**Raw records**
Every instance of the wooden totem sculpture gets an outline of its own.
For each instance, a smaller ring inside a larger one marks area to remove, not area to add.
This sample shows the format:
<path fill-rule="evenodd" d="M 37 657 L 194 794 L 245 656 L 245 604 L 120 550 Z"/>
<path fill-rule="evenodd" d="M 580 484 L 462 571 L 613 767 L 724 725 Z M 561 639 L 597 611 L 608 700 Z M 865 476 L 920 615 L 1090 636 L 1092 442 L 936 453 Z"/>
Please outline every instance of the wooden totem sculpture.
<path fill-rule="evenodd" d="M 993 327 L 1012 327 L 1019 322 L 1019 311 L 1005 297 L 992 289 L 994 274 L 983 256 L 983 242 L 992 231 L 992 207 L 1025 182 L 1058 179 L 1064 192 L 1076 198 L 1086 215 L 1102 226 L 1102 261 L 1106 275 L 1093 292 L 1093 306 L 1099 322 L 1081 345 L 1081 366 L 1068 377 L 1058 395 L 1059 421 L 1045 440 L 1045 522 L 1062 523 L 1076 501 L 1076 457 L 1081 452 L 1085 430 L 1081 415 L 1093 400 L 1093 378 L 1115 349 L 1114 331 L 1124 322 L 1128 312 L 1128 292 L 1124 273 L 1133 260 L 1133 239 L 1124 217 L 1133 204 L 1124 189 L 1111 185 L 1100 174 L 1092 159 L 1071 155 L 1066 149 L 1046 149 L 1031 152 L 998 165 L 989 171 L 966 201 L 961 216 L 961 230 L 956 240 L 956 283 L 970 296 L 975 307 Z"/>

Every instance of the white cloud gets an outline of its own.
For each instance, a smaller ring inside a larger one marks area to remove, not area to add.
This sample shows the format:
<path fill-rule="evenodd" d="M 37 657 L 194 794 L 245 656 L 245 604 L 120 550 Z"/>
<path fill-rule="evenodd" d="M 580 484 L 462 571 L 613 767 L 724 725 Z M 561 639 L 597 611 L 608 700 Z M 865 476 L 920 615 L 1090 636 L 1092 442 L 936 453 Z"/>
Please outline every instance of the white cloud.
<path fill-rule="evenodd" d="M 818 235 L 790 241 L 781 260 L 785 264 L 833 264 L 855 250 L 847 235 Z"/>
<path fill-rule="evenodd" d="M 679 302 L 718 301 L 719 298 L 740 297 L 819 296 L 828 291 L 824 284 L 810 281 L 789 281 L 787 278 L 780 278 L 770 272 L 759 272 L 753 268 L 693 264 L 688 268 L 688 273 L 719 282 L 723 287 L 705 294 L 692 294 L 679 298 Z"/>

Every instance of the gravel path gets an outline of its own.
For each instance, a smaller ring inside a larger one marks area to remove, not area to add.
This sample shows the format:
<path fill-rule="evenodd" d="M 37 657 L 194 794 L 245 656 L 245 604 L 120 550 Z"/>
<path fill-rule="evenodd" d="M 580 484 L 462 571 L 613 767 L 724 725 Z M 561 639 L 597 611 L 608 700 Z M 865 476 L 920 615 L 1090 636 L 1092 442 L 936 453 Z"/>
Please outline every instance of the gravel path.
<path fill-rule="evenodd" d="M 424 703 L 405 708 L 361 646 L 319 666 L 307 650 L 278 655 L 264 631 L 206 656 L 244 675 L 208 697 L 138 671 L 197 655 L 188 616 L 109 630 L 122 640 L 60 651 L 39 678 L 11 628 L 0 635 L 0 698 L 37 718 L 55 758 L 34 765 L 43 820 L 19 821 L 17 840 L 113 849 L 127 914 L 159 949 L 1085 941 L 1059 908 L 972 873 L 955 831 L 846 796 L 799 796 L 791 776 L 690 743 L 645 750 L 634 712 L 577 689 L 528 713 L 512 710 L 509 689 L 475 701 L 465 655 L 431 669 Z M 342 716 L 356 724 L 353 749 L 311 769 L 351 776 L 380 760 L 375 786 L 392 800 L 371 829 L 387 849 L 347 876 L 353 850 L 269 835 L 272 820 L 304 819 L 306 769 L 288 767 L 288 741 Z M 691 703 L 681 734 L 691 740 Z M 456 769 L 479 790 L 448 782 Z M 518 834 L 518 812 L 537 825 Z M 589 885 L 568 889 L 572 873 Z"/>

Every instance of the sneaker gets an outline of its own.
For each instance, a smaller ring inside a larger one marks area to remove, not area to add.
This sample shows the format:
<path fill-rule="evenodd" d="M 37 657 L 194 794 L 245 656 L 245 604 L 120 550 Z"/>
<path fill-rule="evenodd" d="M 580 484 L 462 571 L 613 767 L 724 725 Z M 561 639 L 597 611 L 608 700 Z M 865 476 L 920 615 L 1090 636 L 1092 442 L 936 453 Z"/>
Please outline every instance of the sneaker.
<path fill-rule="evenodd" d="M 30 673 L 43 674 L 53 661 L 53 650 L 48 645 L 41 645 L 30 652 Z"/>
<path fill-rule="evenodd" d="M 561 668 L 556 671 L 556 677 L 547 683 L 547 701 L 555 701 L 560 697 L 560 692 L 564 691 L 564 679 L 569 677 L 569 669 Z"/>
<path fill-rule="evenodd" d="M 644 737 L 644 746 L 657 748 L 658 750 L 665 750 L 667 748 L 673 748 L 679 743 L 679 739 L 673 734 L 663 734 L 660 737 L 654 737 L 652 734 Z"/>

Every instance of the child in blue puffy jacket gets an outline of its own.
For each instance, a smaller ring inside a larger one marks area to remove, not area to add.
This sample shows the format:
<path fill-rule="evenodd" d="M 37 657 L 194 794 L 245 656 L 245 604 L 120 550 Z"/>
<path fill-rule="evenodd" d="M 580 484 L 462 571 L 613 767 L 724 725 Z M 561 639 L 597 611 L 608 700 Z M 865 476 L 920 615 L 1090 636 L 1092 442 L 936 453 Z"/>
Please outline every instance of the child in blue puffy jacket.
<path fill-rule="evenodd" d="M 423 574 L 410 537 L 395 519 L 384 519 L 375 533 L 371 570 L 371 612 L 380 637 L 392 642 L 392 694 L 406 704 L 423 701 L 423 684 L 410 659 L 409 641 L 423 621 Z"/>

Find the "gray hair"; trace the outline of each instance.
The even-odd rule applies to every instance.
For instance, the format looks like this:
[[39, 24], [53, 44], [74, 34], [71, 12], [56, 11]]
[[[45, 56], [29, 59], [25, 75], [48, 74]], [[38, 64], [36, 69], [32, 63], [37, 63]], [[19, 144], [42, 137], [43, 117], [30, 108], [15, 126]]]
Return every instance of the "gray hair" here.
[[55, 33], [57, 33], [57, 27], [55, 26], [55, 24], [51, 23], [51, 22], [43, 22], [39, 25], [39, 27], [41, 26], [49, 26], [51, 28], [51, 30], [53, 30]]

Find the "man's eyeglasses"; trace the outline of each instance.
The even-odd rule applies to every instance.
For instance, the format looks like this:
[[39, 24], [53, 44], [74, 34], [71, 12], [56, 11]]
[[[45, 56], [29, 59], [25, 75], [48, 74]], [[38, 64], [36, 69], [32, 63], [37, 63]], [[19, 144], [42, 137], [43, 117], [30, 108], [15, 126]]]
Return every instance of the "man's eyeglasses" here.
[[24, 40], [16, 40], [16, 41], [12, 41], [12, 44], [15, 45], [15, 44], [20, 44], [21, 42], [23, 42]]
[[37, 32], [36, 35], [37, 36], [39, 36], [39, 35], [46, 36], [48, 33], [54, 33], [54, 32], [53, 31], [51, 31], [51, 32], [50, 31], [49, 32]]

**Task brief**
Reproduce all the records above, replacing "white cloud" with "gray cloud" everywhere it occurs and changing nothing else.

**Expected output**
Every instance of the wooden totem sculpture gets an outline of its own.
For each instance, a smaller ring inside a larger one marks area to remove, not area to add.
This sample shows the format:
<path fill-rule="evenodd" d="M 37 657 L 194 794 L 245 656 L 245 604 L 120 550 Z"/>
<path fill-rule="evenodd" d="M 580 484 L 462 571 L 613 767 L 724 725 Z M 561 639 L 597 611 L 608 700 Z M 865 476 L 920 615 L 1090 636 L 1092 442 L 936 453 Z"/>
Please outline every instance of the wooden totem sculpture.
<path fill-rule="evenodd" d="M 993 327 L 1012 327 L 1019 322 L 1019 311 L 1005 297 L 992 289 L 994 274 L 983 256 L 983 242 L 992 231 L 992 207 L 1025 182 L 1058 179 L 1064 192 L 1076 198 L 1086 215 L 1102 226 L 1102 261 L 1106 275 L 1093 292 L 1093 306 L 1099 322 L 1081 345 L 1081 366 L 1068 377 L 1058 395 L 1059 421 L 1045 440 L 1045 522 L 1062 523 L 1076 501 L 1076 457 L 1081 452 L 1085 430 L 1081 415 L 1093 400 L 1093 378 L 1115 349 L 1114 331 L 1124 322 L 1128 312 L 1128 292 L 1124 273 L 1133 260 L 1133 239 L 1124 217 L 1133 204 L 1124 189 L 1111 185 L 1100 174 L 1092 159 L 1071 155 L 1066 149 L 1046 149 L 1031 152 L 998 165 L 989 171 L 966 201 L 961 216 L 961 230 L 956 240 L 956 283 L 970 296 L 975 307 Z"/>

Every instance of the gray cloud gets an outline of its own.
For each instance, a smaller ring inside a larger one marks area to remove, not area to add.
This sample shows the format:
<path fill-rule="evenodd" d="M 37 657 L 194 794 L 245 656 L 245 604 L 120 550 Z"/>
<path fill-rule="evenodd" d="M 580 484 L 462 571 L 613 767 L 724 725 Z M 561 639 L 597 611 L 608 700 Z M 865 476 L 920 615 L 1090 636 L 1092 442 L 936 453 Z"/>
Please outline every instance of the gray cloud.
<path fill-rule="evenodd" d="M 818 235 L 790 241 L 781 260 L 785 264 L 833 264 L 855 250 L 847 235 Z"/>
<path fill-rule="evenodd" d="M 679 302 L 718 301 L 719 298 L 740 297 L 819 296 L 828 291 L 824 284 L 810 281 L 789 281 L 787 278 L 780 278 L 770 272 L 759 272 L 753 268 L 693 264 L 688 268 L 688 273 L 719 282 L 723 287 L 705 294 L 692 294 L 679 298 Z"/>

Every instance of the gravel path gets an outline of its own.
For each instance, a smaller ring inside a larger one marks area to remove, not area to add.
This sample shows the format:
<path fill-rule="evenodd" d="M 37 657 L 194 794 L 245 656 L 245 604 L 120 550 Z"/>
<path fill-rule="evenodd" d="M 580 484 L 462 571 L 613 767 L 724 725 Z M 561 639 L 597 611 L 608 700 Z M 865 476 L 920 615 L 1090 636 L 1092 442 L 936 453 Z"/>
Please outline every instance of the gravel path.
<path fill-rule="evenodd" d="M 424 703 L 405 708 L 361 646 L 319 666 L 307 650 L 278 655 L 264 631 L 206 656 L 244 675 L 208 697 L 138 671 L 197 655 L 188 616 L 109 630 L 122 640 L 60 651 L 39 678 L 11 628 L 0 635 L 0 698 L 37 718 L 55 758 L 34 765 L 43 820 L 19 821 L 17 840 L 113 849 L 127 914 L 159 949 L 1085 941 L 1059 908 L 972 873 L 955 831 L 846 796 L 799 796 L 791 776 L 690 743 L 645 750 L 634 712 L 577 689 L 528 713 L 512 710 L 509 689 L 475 701 L 465 655 L 431 669 Z M 342 716 L 356 724 L 353 749 L 311 769 L 351 776 L 380 760 L 375 786 L 392 800 L 371 829 L 387 849 L 347 876 L 353 850 L 269 835 L 272 820 L 304 819 L 306 769 L 288 767 L 288 741 Z M 691 703 L 681 734 L 691 740 Z M 456 769 L 479 790 L 448 782 Z M 518 834 L 518 812 L 537 825 Z M 589 885 L 568 889 L 572 873 Z"/>

Every instance of the sneaker gets an outline of its own.
For each instance, a smaller ring inside a larger one marks area to remove, not area to add.
This sample shows the format:
<path fill-rule="evenodd" d="M 37 657 L 194 794 L 245 656 L 245 604 L 120 550 Z"/>
<path fill-rule="evenodd" d="M 580 484 L 462 571 L 613 767 L 724 725 Z M 561 639 L 597 611 L 608 700 Z M 865 476 L 920 615 L 1090 636 L 1092 442 L 936 453 Z"/>
Please outline every instance of the sneaker.
<path fill-rule="evenodd" d="M 30 673 L 43 674 L 53 661 L 53 650 L 48 645 L 41 645 L 30 652 Z"/>
<path fill-rule="evenodd" d="M 561 668 L 556 671 L 556 677 L 547 683 L 547 701 L 555 701 L 560 697 L 560 692 L 564 691 L 564 679 L 569 677 L 569 669 Z"/>
<path fill-rule="evenodd" d="M 644 737 L 644 746 L 657 748 L 658 750 L 665 750 L 667 748 L 673 748 L 679 743 L 679 739 L 673 734 L 663 734 L 660 737 L 654 737 L 652 734 Z"/>

Every instance of the child in blue puffy jacket gets an outline of its own.
For each instance, a smaller ring inside a larger one marks area to remove, not area to add.
This sample shows the format:
<path fill-rule="evenodd" d="M 37 657 L 194 794 L 245 656 L 245 604 L 120 550 Z"/>
<path fill-rule="evenodd" d="M 580 484 L 462 571 L 613 767 L 724 725 Z M 561 639 L 597 611 L 608 700 Z M 865 476 L 920 615 L 1090 636 L 1092 442 L 936 453 Z"/>
Please outline every instance of the child in blue puffy jacket.
<path fill-rule="evenodd" d="M 423 574 L 410 537 L 395 519 L 384 519 L 375 533 L 371 570 L 371 612 L 380 637 L 392 642 L 392 694 L 406 704 L 423 701 L 423 684 L 410 659 L 409 641 L 423 621 Z"/>

Find the "gray hair"; trace the outline of each instance.
The even-odd rule applies to every instance.
For instance, the format looks like this:
[[39, 24], [53, 44], [74, 34], [71, 12], [56, 11]]
[[[45, 56], [29, 59], [25, 75], [48, 74]], [[38, 64], [36, 69], [32, 63], [37, 63]], [[19, 144], [42, 137], [43, 117], [30, 108], [15, 126]]]
Return every instance of the "gray hair" here.
[[55, 33], [57, 33], [57, 27], [55, 26], [55, 24], [51, 23], [51, 22], [43, 22], [39, 25], [39, 27], [41, 26], [49, 26], [51, 28], [51, 30], [53, 30]]

Find the "man's eyeglasses"; trace the outline of each instance.
The even-odd rule applies to every instance.
For instance, the format looks like this:
[[39, 24], [53, 44], [74, 34], [71, 12], [56, 11]]
[[[45, 56], [29, 59], [25, 75], [48, 74]], [[38, 64], [36, 69], [32, 63], [37, 63]], [[19, 144], [42, 137], [43, 117], [30, 108], [15, 126]]]
Return every instance of the "man's eyeglasses" here.
[[24, 40], [16, 40], [16, 41], [12, 41], [12, 44], [15, 45], [15, 44], [20, 44], [21, 42], [23, 42]]
[[37, 32], [36, 35], [37, 36], [39, 36], [39, 35], [46, 36], [48, 33], [54, 33], [54, 32], [53, 31], [51, 31], [51, 32], [50, 31], [49, 32]]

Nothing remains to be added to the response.